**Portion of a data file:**
——

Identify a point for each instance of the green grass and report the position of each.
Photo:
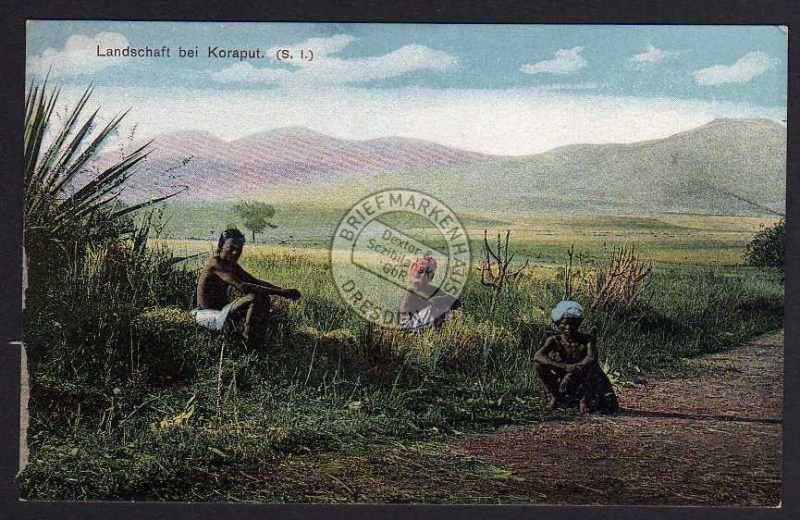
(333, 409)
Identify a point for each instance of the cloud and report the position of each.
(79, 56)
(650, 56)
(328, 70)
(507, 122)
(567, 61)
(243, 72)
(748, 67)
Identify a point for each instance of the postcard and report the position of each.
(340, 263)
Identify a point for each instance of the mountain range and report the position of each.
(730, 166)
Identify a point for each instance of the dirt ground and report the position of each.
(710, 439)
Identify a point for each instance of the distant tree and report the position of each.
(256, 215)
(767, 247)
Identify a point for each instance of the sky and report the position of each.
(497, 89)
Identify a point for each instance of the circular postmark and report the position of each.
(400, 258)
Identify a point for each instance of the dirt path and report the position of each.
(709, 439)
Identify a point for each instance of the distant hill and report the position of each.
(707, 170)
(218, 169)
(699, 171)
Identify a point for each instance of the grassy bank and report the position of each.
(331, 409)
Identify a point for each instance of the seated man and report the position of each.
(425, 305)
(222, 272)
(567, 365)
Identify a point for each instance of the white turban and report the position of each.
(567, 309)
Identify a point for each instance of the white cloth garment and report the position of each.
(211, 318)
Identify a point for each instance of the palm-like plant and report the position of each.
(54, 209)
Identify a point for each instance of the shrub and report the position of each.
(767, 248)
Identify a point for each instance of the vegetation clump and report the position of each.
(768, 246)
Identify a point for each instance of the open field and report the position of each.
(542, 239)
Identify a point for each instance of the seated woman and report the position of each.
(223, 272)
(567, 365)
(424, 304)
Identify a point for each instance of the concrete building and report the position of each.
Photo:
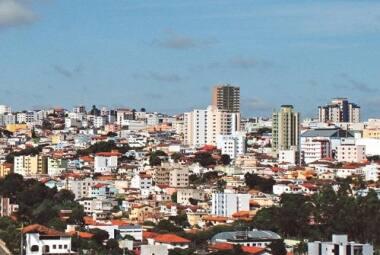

——

**Set exercise:**
Rewrite the material above, swapping every "report the position" for "give the coordinates" and keeping everything else the same. Leave the pictures out.

**Response below:**
Identify a point for each instance of the green grass and give the coordinates of each.
Photo:
(333, 409)
Identify a point for each instance of the cloud and give the coordinates of each.
(79, 56)
(650, 56)
(328, 70)
(507, 122)
(567, 61)
(243, 72)
(748, 67)
Identify a point for each instance of the postcard and give the coordinates of each.
(340, 263)
Identify a point for each instance of the mountain range and give the coordinates of each.
(730, 166)
Identify a point for each instance of the dirt ground and give the coordinates of each.
(710, 439)
Identify a point for each instance of the distant tree and give the coordinates of each.
(256, 215)
(767, 247)
Identify a point for each instance of the sky and give the coordinates of each.
(497, 89)
Identify a point for each instance of the circular postmark and give the coordinates of each.
(400, 258)
Identify a point for each instance of the dirt path and give the coordinates of each.
(709, 439)
Identify a point for each instance of the distant hill and give the coordinates of each.
(707, 170)
(218, 169)
(699, 171)
Identify a point for each instance of the grassy bank and give the coordinates of each.
(331, 409)
Identify a point for each instance of the seated man and give the coordinates of each.
(425, 305)
(222, 272)
(567, 365)
Identify a point for each instance of the white turban and give the coordinates of each.
(567, 309)
Identify a point for each instance of the white cloth garment and give the coordinates of each.
(211, 318)
Identify a point for each instance of the palm-like plant and give the coordinates of each.
(54, 209)
Identify a point for each instance of the shrub and give the coordinates of each.
(767, 248)
Identify a point for each instance of the vegetation clump and give the coordinates of each.
(768, 246)
Identify a point for each instance of the open field and give the coordinates of each.
(542, 239)
Identify a point for each instance of the seated woman and give the coordinates of each.
(223, 272)
(567, 365)
(424, 304)
Identify a point for each instance of the concrete building and give the coordinates of each.
Photo:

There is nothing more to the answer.